### TASK MATERIAL
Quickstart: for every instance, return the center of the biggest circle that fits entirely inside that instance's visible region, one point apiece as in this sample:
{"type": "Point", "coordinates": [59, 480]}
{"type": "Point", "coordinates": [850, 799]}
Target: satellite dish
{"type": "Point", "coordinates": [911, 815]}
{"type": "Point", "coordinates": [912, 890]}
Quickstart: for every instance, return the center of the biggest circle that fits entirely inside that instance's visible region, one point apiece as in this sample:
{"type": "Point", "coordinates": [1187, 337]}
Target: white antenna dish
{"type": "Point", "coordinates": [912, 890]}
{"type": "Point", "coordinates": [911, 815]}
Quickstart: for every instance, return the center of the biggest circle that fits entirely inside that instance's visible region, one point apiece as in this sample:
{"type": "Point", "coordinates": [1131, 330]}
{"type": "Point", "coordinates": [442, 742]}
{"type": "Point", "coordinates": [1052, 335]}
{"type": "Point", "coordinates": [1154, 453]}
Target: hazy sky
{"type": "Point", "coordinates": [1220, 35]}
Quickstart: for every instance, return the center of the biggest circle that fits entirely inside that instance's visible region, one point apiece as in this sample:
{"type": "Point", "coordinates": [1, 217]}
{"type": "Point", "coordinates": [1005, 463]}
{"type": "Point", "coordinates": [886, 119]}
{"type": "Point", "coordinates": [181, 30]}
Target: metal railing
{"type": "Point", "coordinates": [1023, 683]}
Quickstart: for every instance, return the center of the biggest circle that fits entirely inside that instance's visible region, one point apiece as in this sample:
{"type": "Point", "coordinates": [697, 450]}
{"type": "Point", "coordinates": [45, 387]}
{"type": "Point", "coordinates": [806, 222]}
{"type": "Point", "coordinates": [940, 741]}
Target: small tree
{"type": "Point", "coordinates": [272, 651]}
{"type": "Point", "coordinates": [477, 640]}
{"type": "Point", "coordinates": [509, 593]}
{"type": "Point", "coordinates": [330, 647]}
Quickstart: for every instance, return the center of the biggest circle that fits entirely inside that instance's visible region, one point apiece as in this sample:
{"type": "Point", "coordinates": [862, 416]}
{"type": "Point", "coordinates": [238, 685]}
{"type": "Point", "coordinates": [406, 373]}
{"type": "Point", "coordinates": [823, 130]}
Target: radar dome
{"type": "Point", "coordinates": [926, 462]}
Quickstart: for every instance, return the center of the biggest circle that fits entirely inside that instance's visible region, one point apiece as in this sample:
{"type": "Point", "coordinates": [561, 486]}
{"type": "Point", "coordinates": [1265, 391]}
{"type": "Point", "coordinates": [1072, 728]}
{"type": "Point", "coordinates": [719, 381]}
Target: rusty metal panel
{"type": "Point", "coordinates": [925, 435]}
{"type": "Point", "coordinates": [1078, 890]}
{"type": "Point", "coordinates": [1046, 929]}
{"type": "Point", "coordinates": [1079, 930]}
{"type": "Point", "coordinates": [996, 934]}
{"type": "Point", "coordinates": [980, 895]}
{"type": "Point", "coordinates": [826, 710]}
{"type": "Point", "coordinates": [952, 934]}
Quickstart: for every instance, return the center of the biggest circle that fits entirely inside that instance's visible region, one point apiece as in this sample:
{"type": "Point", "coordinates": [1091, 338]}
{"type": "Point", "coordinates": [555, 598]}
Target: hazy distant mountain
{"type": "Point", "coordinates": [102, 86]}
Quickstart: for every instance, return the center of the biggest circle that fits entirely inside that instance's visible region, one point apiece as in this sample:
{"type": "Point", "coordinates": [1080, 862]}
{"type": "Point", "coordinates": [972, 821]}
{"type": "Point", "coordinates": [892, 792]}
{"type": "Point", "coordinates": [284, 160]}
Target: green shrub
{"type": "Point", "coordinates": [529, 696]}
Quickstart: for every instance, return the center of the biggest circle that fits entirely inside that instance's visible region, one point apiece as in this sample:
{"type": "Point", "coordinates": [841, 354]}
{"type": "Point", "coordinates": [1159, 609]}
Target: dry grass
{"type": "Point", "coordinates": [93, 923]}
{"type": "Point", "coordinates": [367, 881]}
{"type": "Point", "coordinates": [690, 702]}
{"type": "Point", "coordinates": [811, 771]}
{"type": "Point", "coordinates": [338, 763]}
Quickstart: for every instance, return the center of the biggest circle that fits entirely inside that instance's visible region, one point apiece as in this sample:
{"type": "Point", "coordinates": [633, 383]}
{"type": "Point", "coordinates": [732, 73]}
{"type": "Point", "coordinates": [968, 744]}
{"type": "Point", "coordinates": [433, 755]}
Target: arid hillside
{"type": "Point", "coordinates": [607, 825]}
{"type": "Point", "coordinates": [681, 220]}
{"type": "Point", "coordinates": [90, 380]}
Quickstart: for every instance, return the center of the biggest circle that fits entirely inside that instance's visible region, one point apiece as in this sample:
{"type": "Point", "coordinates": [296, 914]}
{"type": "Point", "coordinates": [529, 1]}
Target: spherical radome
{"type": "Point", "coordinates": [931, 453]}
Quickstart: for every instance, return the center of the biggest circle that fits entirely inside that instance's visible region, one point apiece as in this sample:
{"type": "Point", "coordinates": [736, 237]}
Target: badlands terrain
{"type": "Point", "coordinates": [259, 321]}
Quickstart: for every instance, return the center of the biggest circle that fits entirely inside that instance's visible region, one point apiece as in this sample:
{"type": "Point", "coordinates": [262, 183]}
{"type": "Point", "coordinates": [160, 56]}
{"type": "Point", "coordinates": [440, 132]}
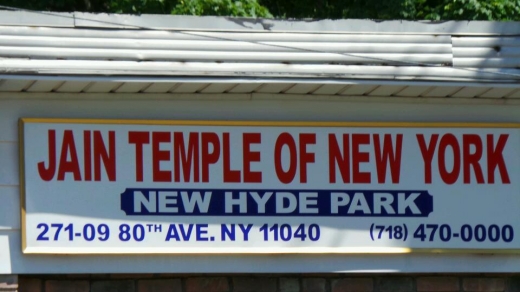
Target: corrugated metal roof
{"type": "Point", "coordinates": [112, 45]}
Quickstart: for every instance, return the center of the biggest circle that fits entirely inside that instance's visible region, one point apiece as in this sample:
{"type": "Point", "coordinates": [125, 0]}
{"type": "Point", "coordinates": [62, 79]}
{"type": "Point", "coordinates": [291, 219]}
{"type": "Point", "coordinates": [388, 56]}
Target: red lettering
{"type": "Point", "coordinates": [335, 157]}
{"type": "Point", "coordinates": [139, 139]}
{"type": "Point", "coordinates": [358, 157]}
{"type": "Point", "coordinates": [229, 174]}
{"type": "Point", "coordinates": [472, 159]}
{"type": "Point", "coordinates": [305, 157]}
{"type": "Point", "coordinates": [447, 176]}
{"type": "Point", "coordinates": [209, 157]}
{"type": "Point", "coordinates": [495, 159]}
{"type": "Point", "coordinates": [187, 160]}
{"type": "Point", "coordinates": [48, 173]}
{"type": "Point", "coordinates": [109, 158]}
{"type": "Point", "coordinates": [160, 155]}
{"type": "Point", "coordinates": [251, 156]}
{"type": "Point", "coordinates": [68, 147]}
{"type": "Point", "coordinates": [87, 154]}
{"type": "Point", "coordinates": [285, 176]}
{"type": "Point", "coordinates": [388, 157]}
{"type": "Point", "coordinates": [427, 153]}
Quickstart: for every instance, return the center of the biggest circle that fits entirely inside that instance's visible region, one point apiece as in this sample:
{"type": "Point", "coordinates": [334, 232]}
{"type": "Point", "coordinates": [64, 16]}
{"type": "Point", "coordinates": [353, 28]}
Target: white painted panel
{"type": "Point", "coordinates": [189, 87]}
{"type": "Point", "coordinates": [130, 44]}
{"type": "Point", "coordinates": [515, 94]}
{"type": "Point", "coordinates": [358, 89]}
{"type": "Point", "coordinates": [112, 107]}
{"type": "Point", "coordinates": [14, 85]}
{"type": "Point", "coordinates": [412, 91]}
{"type": "Point", "coordinates": [302, 88]}
{"type": "Point", "coordinates": [496, 93]}
{"type": "Point", "coordinates": [12, 261]}
{"type": "Point", "coordinates": [441, 91]}
{"type": "Point", "coordinates": [7, 240]}
{"type": "Point", "coordinates": [273, 88]}
{"type": "Point", "coordinates": [9, 164]}
{"type": "Point", "coordinates": [386, 90]}
{"type": "Point", "coordinates": [159, 87]}
{"type": "Point", "coordinates": [470, 91]}
{"type": "Point", "coordinates": [245, 87]}
{"type": "Point", "coordinates": [44, 86]}
{"type": "Point", "coordinates": [131, 87]}
{"type": "Point", "coordinates": [73, 86]}
{"type": "Point", "coordinates": [329, 89]}
{"type": "Point", "coordinates": [9, 207]}
{"type": "Point", "coordinates": [217, 88]}
{"type": "Point", "coordinates": [102, 87]}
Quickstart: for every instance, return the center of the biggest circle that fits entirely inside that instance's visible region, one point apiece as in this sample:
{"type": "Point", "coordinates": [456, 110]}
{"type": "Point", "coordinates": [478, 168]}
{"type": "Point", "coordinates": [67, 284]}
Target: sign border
{"type": "Point", "coordinates": [245, 251]}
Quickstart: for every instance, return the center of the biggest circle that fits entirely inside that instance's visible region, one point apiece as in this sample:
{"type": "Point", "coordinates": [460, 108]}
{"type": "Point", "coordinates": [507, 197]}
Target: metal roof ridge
{"type": "Point", "coordinates": [214, 23]}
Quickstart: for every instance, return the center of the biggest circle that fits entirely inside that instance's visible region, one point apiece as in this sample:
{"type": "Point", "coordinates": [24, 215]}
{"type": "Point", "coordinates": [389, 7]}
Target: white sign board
{"type": "Point", "coordinates": [112, 186]}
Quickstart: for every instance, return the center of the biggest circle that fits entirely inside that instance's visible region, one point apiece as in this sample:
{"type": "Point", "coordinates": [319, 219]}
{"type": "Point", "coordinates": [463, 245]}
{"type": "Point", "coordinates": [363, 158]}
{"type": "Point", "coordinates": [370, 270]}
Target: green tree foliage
{"type": "Point", "coordinates": [372, 9]}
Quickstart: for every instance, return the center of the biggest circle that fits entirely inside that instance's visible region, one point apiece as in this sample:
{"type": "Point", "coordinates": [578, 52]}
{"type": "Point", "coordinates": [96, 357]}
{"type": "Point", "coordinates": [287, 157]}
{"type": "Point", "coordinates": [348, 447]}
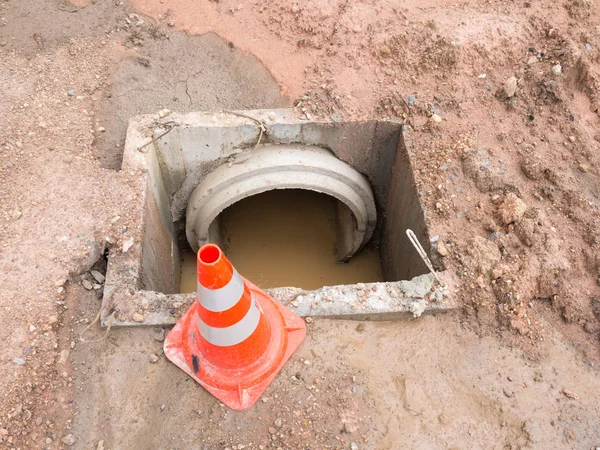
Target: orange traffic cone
{"type": "Point", "coordinates": [235, 338]}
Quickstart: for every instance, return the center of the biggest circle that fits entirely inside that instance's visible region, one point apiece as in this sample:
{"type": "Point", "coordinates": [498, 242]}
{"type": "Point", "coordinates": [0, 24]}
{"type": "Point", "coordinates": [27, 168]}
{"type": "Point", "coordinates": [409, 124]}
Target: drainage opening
{"type": "Point", "coordinates": [284, 238]}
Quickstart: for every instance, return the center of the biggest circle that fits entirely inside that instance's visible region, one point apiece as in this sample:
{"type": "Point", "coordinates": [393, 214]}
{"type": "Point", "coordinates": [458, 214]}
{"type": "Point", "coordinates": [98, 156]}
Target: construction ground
{"type": "Point", "coordinates": [502, 100]}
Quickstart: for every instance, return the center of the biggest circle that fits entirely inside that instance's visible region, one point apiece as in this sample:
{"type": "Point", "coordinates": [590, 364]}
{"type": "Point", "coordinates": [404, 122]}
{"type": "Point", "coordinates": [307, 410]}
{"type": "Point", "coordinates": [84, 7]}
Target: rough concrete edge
{"type": "Point", "coordinates": [362, 301]}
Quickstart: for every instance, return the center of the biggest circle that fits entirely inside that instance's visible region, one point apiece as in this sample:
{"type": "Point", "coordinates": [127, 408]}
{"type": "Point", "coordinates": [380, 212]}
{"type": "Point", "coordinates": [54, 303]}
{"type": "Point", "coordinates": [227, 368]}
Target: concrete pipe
{"type": "Point", "coordinates": [286, 167]}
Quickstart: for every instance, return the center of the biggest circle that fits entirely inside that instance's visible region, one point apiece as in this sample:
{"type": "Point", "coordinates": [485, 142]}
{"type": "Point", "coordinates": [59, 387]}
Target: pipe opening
{"type": "Point", "coordinates": [287, 237]}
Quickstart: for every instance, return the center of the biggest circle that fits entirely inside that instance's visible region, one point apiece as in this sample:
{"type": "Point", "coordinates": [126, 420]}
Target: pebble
{"type": "Point", "coordinates": [570, 394]}
{"type": "Point", "coordinates": [97, 276]}
{"type": "Point", "coordinates": [159, 334]}
{"type": "Point", "coordinates": [63, 356]}
{"type": "Point", "coordinates": [497, 273]}
{"type": "Point", "coordinates": [512, 209]}
{"type": "Point", "coordinates": [508, 392]}
{"type": "Point", "coordinates": [510, 87]}
{"type": "Point", "coordinates": [127, 245]}
{"type": "Point", "coordinates": [69, 440]}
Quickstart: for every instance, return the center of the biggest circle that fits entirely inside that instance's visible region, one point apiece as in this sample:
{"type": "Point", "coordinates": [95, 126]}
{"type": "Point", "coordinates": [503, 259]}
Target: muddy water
{"type": "Point", "coordinates": [287, 238]}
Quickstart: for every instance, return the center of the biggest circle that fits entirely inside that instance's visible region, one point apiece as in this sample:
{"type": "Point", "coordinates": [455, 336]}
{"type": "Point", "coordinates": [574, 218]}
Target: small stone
{"type": "Point", "coordinates": [63, 356]}
{"type": "Point", "coordinates": [127, 245]}
{"type": "Point", "coordinates": [69, 440]}
{"type": "Point", "coordinates": [97, 276]}
{"type": "Point", "coordinates": [532, 431]}
{"type": "Point", "coordinates": [159, 334]}
{"type": "Point", "coordinates": [508, 392]}
{"type": "Point", "coordinates": [512, 209]}
{"type": "Point", "coordinates": [164, 113]}
{"type": "Point", "coordinates": [570, 394]}
{"type": "Point", "coordinates": [384, 50]}
{"type": "Point", "coordinates": [510, 87]}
######
#### STATED PROBLEM:
Extract every line of the listing above that contains the word "dish", copying each such line in full.

#### WORKED ANSWER:
Target: satellite dish
Target: white antenna dish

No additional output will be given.